*** EXERCISE PASSAGE Section Begins ***
Reception for Van Halen III was mostly mixed to negative. Stephen Thomas Erlewine from AllMusic stated the album fails to break away from the formula that Van Halen had exhausted over 20 years and "suffers from the same problems as Hagar-era Van Halen – limp riffs, weak melodies, and plodding, colorless rhythms." Entertainment Weekly gave it a B grade rating, saying, "judging from the renewed intensity of Eddie’s guitar playing throughout much of III, having a merely competent, relatively ego-free singer seems to have reinvigorated his muse" but goes on to say "How Many Say I", a song Eddie sang lead vocals on, was "cringeworthy" and "unintentionally hilarious". Greg Kot from Rolling Stone gave it 2 stars out of 5 noting, "Cherone sounds disconcertingly like Hagar, full of spleen-busting bluster and incapable of understatement", and "When the band plays it heavy, it mires itself in a Seventies tar pit, with only the chorus of 'Without You' achieving any sort of pop resonance." Kot compliments Eddie's vocals saying, "'How Many Say I' finds the guitarist singing in a disarmingly appealing, nicotine-stained voice over a moody piano melody." Billboard reviewer Paul Verna summed up III as "a wasted opportunity to breathe life into a now-tired formula".

Professional ratings
Review scores
| Source | Rating |
| AllMusic | Star |
| Chicago Tribune | Star |
| Entertainment Weekly | B |
| Los Angeles Times | Star |
| Rolling Stone | Star |
| The Rolling Stone Album Guide | Star |

==Track listing==
All songs credited to Edward Van Halen, Michael Anthony, Gary Cherone and Alex Van Halen.
*** EXERCISE PASSAGE Section Ends ***
From the passage on the reception of Van Halen III, quote the part that begins with the words containing "Professional ratings" and ends with "Alex Van Halen.".
*** RAW DATA Section Begins ***
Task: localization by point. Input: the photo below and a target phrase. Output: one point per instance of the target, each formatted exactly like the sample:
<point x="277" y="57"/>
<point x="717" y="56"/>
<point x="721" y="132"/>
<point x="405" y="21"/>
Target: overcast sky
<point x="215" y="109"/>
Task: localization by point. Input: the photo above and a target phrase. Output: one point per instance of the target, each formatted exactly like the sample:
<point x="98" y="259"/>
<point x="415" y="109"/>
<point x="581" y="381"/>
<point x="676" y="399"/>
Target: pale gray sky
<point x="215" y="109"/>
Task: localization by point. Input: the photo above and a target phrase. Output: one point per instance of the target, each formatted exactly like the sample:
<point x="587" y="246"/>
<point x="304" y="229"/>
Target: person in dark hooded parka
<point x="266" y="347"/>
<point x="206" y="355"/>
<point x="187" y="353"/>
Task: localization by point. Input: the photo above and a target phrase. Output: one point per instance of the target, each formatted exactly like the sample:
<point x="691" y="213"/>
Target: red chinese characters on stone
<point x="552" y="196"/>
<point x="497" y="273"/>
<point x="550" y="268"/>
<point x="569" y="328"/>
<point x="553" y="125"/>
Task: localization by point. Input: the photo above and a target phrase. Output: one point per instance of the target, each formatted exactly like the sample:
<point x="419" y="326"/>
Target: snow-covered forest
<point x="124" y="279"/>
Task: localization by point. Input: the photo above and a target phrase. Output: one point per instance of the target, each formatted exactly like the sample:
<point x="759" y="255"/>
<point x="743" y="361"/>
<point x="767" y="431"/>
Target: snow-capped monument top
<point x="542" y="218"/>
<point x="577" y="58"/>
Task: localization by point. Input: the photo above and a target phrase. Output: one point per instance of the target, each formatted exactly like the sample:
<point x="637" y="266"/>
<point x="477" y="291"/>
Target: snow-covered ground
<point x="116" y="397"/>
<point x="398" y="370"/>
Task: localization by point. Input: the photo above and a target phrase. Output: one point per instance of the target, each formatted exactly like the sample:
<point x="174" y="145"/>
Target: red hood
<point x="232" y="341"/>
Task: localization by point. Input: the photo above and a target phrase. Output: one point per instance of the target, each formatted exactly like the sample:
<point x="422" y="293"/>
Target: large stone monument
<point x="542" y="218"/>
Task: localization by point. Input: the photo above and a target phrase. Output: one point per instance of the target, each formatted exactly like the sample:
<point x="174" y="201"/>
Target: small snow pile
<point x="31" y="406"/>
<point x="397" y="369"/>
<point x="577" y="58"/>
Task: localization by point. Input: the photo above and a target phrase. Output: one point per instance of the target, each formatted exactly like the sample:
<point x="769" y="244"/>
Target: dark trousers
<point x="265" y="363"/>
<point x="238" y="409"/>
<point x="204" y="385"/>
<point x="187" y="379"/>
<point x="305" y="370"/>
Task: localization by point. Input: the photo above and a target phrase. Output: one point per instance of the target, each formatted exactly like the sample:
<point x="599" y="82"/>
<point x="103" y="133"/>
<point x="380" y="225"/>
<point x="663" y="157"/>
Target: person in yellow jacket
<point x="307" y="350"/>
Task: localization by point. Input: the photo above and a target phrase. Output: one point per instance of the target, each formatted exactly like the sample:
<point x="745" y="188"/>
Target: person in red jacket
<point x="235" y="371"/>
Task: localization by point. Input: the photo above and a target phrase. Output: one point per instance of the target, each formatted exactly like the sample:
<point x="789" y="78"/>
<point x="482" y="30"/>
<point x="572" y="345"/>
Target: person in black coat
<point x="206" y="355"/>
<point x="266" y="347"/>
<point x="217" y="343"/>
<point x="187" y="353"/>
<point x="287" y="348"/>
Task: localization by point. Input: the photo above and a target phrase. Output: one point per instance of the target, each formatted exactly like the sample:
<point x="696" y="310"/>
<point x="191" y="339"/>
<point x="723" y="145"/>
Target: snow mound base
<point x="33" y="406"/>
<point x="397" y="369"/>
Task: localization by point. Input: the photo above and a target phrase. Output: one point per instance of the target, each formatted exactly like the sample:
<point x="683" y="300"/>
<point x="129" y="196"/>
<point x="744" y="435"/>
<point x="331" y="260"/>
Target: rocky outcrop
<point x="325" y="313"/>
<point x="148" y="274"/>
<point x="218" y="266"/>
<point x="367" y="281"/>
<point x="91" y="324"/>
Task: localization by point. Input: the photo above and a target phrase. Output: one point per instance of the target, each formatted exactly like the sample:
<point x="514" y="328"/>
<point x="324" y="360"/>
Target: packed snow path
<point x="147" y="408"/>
*** RAW DATA Section Ends ***
:: REPLY ::
Professional ratings
Review scores
| Source | Rating |
| AllMusic | Star |
| Chicago Tribune | Star |
| Entertainment Weekly | B |
| Los Angeles Times | Star |
| Rolling Stone | Star |
| The Rolling Stone Album Guide | Star |

==Track listing==
All songs credited to Edward Van Halen, Michael Anthony, Gary Cherone and Alex Van Halen.